__QUOTED TEXT__:
━━━━
Metadata-Version: 2.1
Name: logstash-pipeline-parser
Version: 0.0.2
Summary: Parsing expression grammar and Abstract syntax tree for Logstash pipeline syntax.
Author-email: Tomas Koutek <66636b6f6666@gmail.com>
License: MIT
Project-URL: Documentation, https://tomaskoutek.github.io/logstash-pipeline-parser/
Project-URL: Source, https://github.com/TomasKoutek/logstash-pipeline-parser
Project-URL: Tracker, https://github.com/TomasKoutek/logstash-pipeline-parser/issues
Keywords: logstash,config,pipeline,peg,ast,parser
Classifier: Development Status :: 2 - Pre-Alpha
Classifier: Intended Audience :: Developers
Classifier: Topic :: Software Development :: Libraries :: Python Modules
Classifier: Programming Language :: Python :: 3.11
Requires-Python: <3.12.0,>=3.11.0
Description-Content-Type: text/markdown
License-File: LICENSE
Requires-Dist: pyparsing<=4.0.0,>=3.1.1
Provides-Extra: dev
Requires-Dist: ruff; extra == "dev"
Requires-Dist: sphinx; extra == "dev"
Requires-Dist: sphinx-rtd-theme; extra == "dev"

## About The Project

### How Logstash Pipeline Works
> The Logstash event processing pipeline has three stages: inputs → filters → outputs.\
> Inputs generate events, filters modify them, and outputs ship them elsewhere.\
> Inputs and outputs support codecs that enable you to encode or decode the data as it enters or exits the pipeline without having to use a separate filter.
━━━━
__DIRECTIONS__:
1. Which pyparsing versions does the logstash-pipeline-parser description list as required?
2. Turn the paragraph of the logstash-pipeline-parser description beginning "The Logstash event processing pipeline has three stages" into a short list.
3. Write the next part of the logstash-pipeline-parser description, following on from its last sentence.
The entries that come after the logstash-pipeline-parser description are separate material.
━━━━
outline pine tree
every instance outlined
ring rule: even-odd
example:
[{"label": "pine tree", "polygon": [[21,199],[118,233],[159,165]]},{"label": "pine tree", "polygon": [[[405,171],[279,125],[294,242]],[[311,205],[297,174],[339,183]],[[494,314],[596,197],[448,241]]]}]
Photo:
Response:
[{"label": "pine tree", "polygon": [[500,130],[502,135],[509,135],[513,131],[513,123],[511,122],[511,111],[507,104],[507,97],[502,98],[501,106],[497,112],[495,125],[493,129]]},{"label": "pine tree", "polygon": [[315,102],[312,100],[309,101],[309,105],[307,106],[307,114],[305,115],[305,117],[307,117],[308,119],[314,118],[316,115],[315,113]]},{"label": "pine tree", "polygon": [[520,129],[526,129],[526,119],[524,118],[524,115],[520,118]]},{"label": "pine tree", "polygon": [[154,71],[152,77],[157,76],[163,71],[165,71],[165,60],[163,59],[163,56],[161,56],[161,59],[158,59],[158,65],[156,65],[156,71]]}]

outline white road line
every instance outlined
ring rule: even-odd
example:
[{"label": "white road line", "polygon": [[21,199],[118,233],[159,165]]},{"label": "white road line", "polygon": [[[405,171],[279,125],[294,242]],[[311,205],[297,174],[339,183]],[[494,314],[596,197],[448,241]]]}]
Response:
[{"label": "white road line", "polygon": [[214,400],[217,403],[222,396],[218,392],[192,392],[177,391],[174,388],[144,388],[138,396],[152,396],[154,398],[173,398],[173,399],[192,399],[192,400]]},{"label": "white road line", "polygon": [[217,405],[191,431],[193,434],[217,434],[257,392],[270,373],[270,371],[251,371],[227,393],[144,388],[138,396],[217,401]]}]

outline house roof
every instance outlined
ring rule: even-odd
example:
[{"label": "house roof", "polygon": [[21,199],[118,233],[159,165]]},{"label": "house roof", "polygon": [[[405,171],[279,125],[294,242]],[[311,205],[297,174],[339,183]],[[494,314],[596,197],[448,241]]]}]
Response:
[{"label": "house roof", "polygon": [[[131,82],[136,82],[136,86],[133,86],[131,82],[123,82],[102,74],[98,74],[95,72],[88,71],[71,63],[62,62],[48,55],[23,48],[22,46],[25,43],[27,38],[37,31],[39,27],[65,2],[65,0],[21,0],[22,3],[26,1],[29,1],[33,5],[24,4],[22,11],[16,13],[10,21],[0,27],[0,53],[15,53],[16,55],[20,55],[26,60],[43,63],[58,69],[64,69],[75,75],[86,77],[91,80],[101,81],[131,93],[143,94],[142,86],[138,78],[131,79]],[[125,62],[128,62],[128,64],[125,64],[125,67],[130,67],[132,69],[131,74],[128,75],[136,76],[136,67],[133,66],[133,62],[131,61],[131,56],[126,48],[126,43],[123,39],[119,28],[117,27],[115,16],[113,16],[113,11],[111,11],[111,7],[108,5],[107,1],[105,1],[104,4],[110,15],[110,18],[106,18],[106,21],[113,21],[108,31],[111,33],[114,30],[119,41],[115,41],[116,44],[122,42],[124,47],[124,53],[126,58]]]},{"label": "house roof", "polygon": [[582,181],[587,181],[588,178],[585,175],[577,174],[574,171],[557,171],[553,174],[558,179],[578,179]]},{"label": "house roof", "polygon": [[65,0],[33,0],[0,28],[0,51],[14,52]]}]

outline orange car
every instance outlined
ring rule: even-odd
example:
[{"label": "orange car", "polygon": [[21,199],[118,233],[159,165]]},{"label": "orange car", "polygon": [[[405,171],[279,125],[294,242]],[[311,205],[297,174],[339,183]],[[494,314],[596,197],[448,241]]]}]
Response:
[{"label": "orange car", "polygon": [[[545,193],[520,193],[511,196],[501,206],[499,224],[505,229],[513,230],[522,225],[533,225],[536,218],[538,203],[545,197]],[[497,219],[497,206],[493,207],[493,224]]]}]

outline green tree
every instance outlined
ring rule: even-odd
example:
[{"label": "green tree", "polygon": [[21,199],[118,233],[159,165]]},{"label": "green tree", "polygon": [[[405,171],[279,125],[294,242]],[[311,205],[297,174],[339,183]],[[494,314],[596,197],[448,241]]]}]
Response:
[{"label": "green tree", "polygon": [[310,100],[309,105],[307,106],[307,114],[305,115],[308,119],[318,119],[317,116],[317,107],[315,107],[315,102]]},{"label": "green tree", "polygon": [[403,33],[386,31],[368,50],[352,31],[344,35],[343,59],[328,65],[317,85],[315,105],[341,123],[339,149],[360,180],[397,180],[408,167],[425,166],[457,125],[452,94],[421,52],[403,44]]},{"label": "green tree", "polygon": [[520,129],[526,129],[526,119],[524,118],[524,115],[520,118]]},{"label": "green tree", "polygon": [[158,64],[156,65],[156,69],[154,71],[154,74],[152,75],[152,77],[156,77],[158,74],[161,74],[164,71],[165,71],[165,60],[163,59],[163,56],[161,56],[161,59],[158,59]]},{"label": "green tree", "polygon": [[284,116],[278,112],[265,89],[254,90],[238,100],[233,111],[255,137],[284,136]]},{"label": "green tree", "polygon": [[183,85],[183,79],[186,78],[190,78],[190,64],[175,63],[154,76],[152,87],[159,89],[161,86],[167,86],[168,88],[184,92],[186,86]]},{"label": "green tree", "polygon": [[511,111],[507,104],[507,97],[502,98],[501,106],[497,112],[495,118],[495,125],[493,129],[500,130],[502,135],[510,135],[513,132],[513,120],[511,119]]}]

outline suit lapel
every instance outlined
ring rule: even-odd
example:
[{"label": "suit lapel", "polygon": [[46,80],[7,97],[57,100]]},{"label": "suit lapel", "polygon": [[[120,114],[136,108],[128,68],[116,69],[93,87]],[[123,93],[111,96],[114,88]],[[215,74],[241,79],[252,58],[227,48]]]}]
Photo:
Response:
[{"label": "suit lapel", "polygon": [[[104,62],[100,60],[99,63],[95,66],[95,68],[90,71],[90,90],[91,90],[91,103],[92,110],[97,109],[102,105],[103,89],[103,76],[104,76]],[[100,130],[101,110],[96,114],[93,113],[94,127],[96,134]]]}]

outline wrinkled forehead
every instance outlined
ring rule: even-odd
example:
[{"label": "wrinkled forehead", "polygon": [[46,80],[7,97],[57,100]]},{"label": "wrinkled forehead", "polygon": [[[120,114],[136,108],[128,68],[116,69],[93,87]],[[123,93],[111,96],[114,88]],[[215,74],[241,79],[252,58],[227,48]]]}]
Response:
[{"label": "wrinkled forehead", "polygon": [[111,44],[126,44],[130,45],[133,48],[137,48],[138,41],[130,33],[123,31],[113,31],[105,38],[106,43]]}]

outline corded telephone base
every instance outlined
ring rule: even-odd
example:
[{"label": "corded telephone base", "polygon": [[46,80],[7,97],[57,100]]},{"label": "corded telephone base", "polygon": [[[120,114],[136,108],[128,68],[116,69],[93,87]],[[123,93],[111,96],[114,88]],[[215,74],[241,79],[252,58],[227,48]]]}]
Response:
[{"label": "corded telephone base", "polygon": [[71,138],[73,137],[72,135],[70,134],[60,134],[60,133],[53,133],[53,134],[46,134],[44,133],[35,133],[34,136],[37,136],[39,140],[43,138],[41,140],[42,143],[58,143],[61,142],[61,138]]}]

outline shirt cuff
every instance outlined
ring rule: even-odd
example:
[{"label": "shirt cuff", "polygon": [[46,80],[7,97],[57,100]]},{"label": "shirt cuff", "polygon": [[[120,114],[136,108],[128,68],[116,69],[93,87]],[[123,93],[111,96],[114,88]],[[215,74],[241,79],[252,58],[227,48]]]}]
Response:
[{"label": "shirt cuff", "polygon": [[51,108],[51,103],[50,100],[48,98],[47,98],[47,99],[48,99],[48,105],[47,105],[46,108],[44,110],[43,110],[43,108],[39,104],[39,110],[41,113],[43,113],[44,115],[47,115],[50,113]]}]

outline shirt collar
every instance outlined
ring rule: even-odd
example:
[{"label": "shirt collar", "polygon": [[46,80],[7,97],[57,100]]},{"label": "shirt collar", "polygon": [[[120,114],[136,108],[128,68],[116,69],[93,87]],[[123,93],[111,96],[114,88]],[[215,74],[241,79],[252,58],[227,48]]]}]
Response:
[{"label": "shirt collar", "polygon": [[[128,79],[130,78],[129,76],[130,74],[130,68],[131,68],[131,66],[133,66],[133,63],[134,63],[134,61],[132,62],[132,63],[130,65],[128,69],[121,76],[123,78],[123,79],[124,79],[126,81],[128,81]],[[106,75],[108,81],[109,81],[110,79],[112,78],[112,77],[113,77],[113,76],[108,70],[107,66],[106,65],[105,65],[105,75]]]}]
━━━━
__RESULTS OF THE EXERCISE__:
1. Version 3.1.1 or later, up to and including 4.0.0.

2.
- The pipeline runs in three stages: inputs → filters → outputs.
- Inputs generate events.
- Filters modify events.
- Outputs ship events elsewhere.
- Inputs and outputs support codecs, which encode or decode data as it enters or leaves the pipeline without needing a separate filter.

3.
The pipeline configuration file is a custom format developed by the Logstash folks using [Treetop](https://cjheath.github.io/treetop/syntactic_recognition.html).
The grammar itself is described in the source file [grammar.treetop](https://github.com/elastic/logstash/tree/v8.11.1/logstash-core/lib/logstash/config/grammar.treetop) and compiled using Treetop into the custom [grammar.rb](https://github.com/elastic/logstash/blob/v8.11.1/logstash-core/lib/logstash/config/grammar.rb) parser.
That parser is then used to set up the pipeline from the Logstash configuration.

See also:
- [How Logstash Works](https://www.elastic.co/guide/en/logstash/current/pipeline.html)
- [Creating a Logstash pipeline](https://www.elastic.co/guide/en/logstash/current/configuration.html)


## Documentation

The latest documentation is at https://tomaskoutek.github.io/logstash-pipeline-parser/ and contains description of all methods, classes with individual examples and their results. 
Or you can display description directly with the help function.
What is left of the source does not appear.